__DESCRIPTION OF THE TASK__. Write out the material exactly, with the pictures left out.

__Location identification entries__.
##############################

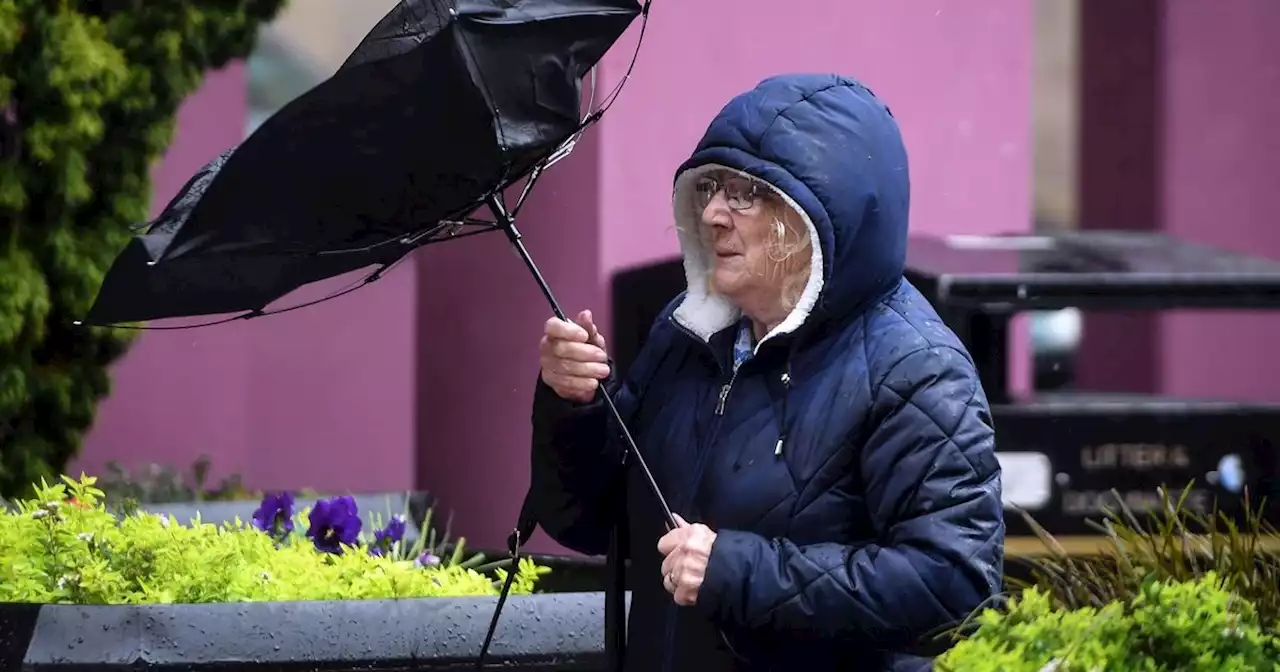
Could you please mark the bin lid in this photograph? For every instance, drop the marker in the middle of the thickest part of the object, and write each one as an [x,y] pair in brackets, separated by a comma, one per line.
[1088,269]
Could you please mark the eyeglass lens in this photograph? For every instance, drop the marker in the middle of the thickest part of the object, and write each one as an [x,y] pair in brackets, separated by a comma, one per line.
[739,192]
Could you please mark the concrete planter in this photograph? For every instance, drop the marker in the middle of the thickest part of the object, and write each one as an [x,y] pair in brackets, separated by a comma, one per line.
[536,632]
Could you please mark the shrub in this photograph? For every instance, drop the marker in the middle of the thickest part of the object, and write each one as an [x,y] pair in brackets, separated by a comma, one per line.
[155,484]
[63,545]
[1173,544]
[88,92]
[1166,626]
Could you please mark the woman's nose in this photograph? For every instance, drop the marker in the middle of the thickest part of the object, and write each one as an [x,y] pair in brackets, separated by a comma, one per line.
[717,214]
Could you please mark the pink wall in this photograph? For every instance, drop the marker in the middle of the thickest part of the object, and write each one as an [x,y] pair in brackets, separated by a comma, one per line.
[1221,160]
[1173,144]
[958,76]
[320,397]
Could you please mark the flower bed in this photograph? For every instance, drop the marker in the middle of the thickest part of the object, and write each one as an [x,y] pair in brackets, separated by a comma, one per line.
[85,588]
[65,547]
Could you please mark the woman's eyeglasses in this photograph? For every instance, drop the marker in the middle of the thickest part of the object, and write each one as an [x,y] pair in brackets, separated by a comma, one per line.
[740,193]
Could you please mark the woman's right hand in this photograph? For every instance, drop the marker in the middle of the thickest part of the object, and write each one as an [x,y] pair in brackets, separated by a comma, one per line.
[572,357]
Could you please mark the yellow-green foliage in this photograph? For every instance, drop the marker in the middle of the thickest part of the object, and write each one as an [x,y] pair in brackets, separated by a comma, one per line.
[64,547]
[88,92]
[1192,626]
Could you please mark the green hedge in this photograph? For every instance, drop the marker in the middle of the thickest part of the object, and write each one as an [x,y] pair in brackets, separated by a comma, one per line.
[88,94]
[64,545]
[1175,590]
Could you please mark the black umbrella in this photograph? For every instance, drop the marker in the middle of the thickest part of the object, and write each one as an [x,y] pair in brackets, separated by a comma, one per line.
[442,106]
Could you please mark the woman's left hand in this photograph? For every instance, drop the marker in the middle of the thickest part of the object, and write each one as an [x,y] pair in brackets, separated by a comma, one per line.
[686,549]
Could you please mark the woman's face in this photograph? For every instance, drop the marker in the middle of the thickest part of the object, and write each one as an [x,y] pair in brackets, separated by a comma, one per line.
[744,229]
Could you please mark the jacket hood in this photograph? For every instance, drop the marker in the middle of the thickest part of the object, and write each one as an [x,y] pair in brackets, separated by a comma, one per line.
[833,152]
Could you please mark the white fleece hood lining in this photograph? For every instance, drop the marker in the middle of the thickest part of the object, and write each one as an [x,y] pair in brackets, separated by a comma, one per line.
[703,311]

##############################

__EXERCISE ANSWER__.
Could you please mark the bin lid in this photograph? For every instance, drop the marker in the middle of the thickest part of the object, and write each one as an [x,y] pair in brackets, separated by a comma, one per line.
[1088,269]
Could you please mark the eyeglass lens in this photograph? For every instance, drop the marker in the middle of the thickest part of the object, and write each one as an [x,y] pair in brackets, separated by a comma, one per line.
[739,192]
Could you please mark the concrete planter in this photograph? For every instance, drop the marker in the middle of the thickest part of the object, and write each one as an [x,y] pair in brackets, separated by a comma, one per line.
[536,632]
Could you please mark the shrub in this photograph? For every instance, drop the marker in the middle of the thickest part of the object, and write each one as an [x,y] pair in brackets, separated by a comma, one per line.
[155,484]
[63,545]
[1173,544]
[88,92]
[1166,626]
Could you please mark the woman's nose in this photograph? For every instance, drop the marker in the middle of the thickest part of the object, and write each one as an [x,y] pair in brackets, separated by a comma, one per line.
[717,214]
Could you please mark the pink wall in this photograph? For every instance, drop the marker in the middle of the thickest part of the object, and write each one as an [x,y] pair in brackets, separated by a comma, one per line.
[1221,160]
[1173,144]
[958,76]
[320,397]
Could you please mark the flower bed in this photograph? For every instance, drop the marker in the middle of the thickest part of the object, and write each one as an [x,y] pair in brackets, separated by a comma, one per line.
[85,588]
[65,547]
Could you please mark the woman's eyeglasses in this photograph? For every instance, drop the marker in the middle of the thickest part of the object, and write each one as an [x,y] pair in brackets, separated by a comma, one per line.
[740,193]
Could you please mark the woman's right hand in this photograph? For every instance, drop the marker in the middle of the thickest part of the object, and write each one as an [x,y] pair in brackets, separated by a comma, one per line.
[572,357]
Could you please mark the yellow-green foliage in this photograph? For every instance, drop the marker in the middle of the thickest part of the object, and write each one as an [x,y] pair in brackets, separated by a comma, one per line.
[64,547]
[88,92]
[1192,626]
Could you please mark the green hedge in this photograph? For every instance, drop the marker in the middle of the thickest part of the object, and write each one as an [x,y] pair in brackets, separated by a comma, one per line.
[88,94]
[64,545]
[1175,590]
Could you please mark the black umbrella in this photograph? For every instance, drop the marker in the middle of the thickest part of the object, and write each one as an [x,y] pair in brackets, separated by a comma, one per line.
[442,106]
Could you please mark the woman's left hand in this photograph? For every instance, drop the marker in the middle of the thickest part of the object, and write each one as an [x,y] pair in brackets, separated by a comma, one per line.
[686,549]
Could you please mark the woman's face in this photograph? For every instance, drop the marker in the middle of the thickest part of the object, and write each one as an [x,y] pair in brackets, separated by a comma, one per line.
[744,229]
Could you please mark the jacket hood in this photograph? For every instance, drop the marker in the middle of the thickest part of the object, and write each one as an [x,y] pair in brackets, separated by a comma, one per line.
[833,152]
Could you please mark the white fleece hood lining in this photograph? For every instance, drop the marker in the middle of the thickest part of the object, and write each one as an [x,y] pair in brackets, separated by a comma, one per line.
[703,311]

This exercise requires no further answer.